PROBLEM
The whole listing, except its pictures, is to be repeated exactly.

DATA UNDER STUDY
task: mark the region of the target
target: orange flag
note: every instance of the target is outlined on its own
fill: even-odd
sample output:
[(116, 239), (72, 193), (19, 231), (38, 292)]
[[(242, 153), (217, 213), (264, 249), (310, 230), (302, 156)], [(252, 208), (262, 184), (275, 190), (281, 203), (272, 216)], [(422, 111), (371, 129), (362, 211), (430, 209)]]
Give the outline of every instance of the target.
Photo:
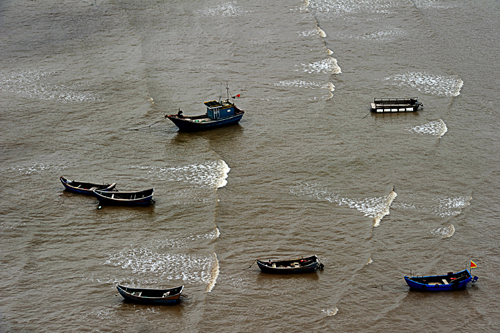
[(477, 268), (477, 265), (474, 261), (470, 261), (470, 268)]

RESULT OF THIS TASK
task: mark the region of the target
target: orange flag
note: every instance of the target is outlined on its own
fill: even-odd
sample output:
[(116, 239), (72, 193), (19, 231), (38, 292)]
[[(242, 153), (217, 213), (264, 249), (310, 230), (302, 156)], [(252, 208), (262, 184), (275, 190), (281, 203), (272, 216)], [(422, 111), (371, 129), (362, 211), (430, 209)]]
Give the outline of every instance of the target.
Photo:
[(477, 268), (477, 265), (474, 261), (470, 261), (470, 268)]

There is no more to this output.